● **Set problem 1**
Pull out every line of the rows below that contains the string "shadow", matching case exactly.
=====
The owner looked at the other two V.P.s telling them to follow up on the calls we got and get those contracts and then in front of all the staff in the meeting fired the one who didn't think nickels and dimes were worth anything when seasonal lay offs were trying to be avoided.

From that year on until I retired, every September at least one or two lines spent half of their production time building and assembling electronic greeting cards and cheap electronic toys through November and maybe the first week of Dec to reduce the overhead charge offs from reduced military contracts.


----------



## gweny (Feb 10, 2014)

Not true. The free-ist most genuinely elated at any given moment I have ever been is when I left my upper-middle class family to live on the streets.
I owned 2 pairs of clothes, a weeks worth of under clothes, a sketch book, 2 pencils, a tarot deck, a metal cup, a spoon, a church key (bottle/can opener), a pocket knife, and a lighter. Oh, and a bag to put it in, lol. Can't forget that; was ever so thankful for that!

That was the life! I spent almost every waking moment filled with gratitude for each and every little bit that I had.
Happiness comes from wanting what you've got, not getting what you want.

Editing to add...
Living that way for a time allows me peace and joy forever in the proven knowledge that what I truly need in life is just that simple.


----------



## FarmboyBill (Aug 19, 2005)

Yes, but your talking about the whole aspect of life. Im talking about rich men as opposed to poor ones.


----------



## gweny (Feb 10, 2014)

FarmboyBill said:


> Yes, but your talking about the whole aspect of life. Im talking about rich men as opposed to poor ones.


And I am saying that you are measuring on the wrong spectrum my friend. What you are searching for is happiness. Happiness is a decision not a cosmic event or 'meet cute'.
Make lists of the haves, not the have-nots.

You are as rich or as poor as you perceive yourself to be. Your self perception is well within your control. Why not choose to be rich/happy?
=====
● **Set problem 2**
Retype the forum thread above word for word, from "From that year" to "thankful for that!".

● **Records supplied**
=====
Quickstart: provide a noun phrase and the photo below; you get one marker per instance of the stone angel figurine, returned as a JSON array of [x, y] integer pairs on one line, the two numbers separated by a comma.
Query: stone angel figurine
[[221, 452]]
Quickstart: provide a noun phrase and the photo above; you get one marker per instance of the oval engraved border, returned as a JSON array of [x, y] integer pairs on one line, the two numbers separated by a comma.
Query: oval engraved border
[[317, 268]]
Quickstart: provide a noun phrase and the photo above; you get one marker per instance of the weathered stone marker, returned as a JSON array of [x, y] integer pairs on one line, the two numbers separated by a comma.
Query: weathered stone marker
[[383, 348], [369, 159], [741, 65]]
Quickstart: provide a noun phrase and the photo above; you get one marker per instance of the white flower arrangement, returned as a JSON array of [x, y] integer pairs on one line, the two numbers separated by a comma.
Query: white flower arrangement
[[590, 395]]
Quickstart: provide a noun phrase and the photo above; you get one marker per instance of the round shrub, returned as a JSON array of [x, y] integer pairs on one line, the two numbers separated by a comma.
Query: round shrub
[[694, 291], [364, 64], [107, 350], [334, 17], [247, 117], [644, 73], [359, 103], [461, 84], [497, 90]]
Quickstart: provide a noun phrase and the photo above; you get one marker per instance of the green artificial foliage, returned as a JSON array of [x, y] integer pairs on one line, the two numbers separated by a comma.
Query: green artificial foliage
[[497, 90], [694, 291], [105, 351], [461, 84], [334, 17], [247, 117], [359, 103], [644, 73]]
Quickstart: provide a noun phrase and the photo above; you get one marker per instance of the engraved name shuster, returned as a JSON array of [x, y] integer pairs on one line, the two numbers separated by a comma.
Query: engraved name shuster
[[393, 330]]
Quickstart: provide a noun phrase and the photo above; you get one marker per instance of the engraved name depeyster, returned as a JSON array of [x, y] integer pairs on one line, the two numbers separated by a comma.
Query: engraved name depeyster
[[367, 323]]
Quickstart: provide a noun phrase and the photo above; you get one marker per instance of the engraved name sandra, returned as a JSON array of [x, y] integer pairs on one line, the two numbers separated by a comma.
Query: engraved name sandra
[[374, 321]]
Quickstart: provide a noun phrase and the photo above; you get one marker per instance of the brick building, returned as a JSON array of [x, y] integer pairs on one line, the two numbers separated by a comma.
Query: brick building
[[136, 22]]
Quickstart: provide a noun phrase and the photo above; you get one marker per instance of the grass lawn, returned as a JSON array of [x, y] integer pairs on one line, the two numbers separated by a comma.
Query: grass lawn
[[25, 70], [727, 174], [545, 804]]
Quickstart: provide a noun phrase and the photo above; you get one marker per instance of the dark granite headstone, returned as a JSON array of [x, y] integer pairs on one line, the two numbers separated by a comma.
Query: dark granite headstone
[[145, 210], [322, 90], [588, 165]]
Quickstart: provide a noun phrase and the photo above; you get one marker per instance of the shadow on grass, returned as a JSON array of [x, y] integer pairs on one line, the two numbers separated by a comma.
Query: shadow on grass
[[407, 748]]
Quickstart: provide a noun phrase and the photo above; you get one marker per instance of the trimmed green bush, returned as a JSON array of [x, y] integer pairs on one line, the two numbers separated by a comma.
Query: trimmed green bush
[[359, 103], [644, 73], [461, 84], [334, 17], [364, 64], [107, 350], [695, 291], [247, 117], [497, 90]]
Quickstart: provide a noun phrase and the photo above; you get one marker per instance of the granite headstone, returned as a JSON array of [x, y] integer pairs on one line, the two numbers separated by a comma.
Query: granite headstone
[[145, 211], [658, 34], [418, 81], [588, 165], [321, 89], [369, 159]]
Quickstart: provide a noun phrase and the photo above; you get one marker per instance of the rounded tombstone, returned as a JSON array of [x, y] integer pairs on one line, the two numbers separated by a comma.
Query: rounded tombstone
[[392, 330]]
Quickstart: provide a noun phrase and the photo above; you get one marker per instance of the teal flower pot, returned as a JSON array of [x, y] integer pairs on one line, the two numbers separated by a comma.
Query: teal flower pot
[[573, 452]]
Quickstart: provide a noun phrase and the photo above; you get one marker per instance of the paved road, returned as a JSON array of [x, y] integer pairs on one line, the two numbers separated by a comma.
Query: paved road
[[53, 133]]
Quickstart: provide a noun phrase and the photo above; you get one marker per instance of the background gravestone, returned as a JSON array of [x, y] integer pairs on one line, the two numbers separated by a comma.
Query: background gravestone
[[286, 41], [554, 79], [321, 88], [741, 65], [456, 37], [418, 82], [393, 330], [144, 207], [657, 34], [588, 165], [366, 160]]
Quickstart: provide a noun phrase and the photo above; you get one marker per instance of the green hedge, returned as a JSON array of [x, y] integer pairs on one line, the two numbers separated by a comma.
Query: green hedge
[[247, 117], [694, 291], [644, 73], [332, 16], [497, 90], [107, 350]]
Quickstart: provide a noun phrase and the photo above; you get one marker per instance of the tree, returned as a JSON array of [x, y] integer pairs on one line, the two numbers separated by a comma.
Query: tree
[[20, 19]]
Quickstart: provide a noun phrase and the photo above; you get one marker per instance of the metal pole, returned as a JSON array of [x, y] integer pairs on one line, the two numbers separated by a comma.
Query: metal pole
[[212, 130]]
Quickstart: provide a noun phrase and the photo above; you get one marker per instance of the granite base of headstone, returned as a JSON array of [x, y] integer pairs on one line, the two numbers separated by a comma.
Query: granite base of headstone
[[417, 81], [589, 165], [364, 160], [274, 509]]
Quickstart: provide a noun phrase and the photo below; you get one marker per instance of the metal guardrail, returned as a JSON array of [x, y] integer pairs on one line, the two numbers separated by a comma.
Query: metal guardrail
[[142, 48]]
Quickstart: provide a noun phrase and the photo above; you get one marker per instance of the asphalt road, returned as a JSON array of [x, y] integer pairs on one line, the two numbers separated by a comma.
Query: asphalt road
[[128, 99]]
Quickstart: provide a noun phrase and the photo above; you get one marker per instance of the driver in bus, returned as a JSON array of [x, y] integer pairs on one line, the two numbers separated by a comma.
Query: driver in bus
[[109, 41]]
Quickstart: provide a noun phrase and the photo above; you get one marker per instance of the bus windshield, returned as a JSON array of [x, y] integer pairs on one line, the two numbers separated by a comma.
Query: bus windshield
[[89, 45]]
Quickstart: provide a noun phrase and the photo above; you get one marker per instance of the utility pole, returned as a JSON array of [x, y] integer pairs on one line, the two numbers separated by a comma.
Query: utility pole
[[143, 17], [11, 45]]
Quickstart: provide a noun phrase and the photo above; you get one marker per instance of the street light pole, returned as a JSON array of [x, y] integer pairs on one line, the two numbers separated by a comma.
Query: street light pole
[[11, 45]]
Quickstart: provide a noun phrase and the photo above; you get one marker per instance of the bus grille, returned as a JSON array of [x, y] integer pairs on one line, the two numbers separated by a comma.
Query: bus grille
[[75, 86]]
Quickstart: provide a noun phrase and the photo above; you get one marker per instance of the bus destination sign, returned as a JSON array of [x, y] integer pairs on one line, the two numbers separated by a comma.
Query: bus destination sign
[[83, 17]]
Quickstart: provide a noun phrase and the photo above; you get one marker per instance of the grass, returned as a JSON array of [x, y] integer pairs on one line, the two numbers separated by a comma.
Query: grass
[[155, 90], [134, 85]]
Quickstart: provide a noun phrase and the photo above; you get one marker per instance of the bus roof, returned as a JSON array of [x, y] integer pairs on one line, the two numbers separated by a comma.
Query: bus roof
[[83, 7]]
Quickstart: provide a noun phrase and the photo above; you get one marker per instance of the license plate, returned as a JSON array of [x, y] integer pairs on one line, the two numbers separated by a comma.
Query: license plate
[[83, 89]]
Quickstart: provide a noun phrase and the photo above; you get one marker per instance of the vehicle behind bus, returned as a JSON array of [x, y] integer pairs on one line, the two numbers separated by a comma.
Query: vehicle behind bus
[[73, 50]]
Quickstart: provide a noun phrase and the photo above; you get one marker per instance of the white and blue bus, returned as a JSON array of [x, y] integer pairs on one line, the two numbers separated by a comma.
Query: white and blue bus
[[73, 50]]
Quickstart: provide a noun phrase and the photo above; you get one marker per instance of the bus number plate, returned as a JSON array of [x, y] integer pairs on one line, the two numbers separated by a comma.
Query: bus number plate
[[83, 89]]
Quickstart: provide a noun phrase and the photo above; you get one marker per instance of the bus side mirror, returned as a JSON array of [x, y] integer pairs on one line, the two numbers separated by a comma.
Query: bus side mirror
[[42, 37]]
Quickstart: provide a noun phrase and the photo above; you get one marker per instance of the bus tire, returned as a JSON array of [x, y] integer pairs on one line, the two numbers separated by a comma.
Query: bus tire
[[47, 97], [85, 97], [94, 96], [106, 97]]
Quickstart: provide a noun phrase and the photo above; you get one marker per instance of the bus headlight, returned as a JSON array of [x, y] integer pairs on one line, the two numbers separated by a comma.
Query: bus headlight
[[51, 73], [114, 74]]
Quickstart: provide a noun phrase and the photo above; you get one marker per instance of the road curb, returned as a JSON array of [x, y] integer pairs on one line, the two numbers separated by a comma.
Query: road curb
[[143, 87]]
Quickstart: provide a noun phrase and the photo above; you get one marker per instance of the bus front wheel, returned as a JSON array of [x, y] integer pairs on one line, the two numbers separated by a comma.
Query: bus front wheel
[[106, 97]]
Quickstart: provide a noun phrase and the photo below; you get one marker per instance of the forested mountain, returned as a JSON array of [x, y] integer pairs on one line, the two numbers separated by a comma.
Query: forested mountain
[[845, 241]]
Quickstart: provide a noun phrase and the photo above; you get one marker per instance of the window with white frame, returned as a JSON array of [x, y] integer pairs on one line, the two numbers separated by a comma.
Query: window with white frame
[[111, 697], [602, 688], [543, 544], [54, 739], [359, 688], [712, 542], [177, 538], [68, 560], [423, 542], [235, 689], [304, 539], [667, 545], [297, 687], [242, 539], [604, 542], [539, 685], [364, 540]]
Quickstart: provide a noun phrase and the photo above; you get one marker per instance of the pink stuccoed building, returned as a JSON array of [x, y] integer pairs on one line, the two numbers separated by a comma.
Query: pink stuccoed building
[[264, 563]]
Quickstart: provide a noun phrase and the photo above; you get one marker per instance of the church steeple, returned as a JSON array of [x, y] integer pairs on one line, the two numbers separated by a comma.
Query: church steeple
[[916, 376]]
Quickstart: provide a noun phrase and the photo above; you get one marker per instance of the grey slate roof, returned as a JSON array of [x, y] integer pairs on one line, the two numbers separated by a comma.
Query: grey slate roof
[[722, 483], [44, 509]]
=====
● **Worked solution 1**
Quickstart: provide a noun phrase and the photo above; you get one marker per instance of the shadow on grass, returned as a JSON array of [x, y] integer pairs on one line, the two numbers separated by a comma.
Query: shadow on grass

● **Worked solution 2**
From that year on until I retired, every September at least one or two lines spent half of their production time building and assembling electronic greeting cards and cheap electronic toys through November and maybe the first week of Dec to reduce the overhead charge offs from reduced military contracts.


----------



## gweny (Feb 10, 2014)

Not true. The free-ist most genuinely elated at any given moment I have ever been is when I left my upper-middle class family to live on the streets.
I owned 2 pairs of clothes, a weeks worth of under clothes, a sketch book, 2 pencils, a tarot deck, a metal cup, a spoon, a church key (bottle/can opener), a pocket knife, and a lighter. Oh, and a bag to put it in, lol. Can't forget that; was ever so thankful for that!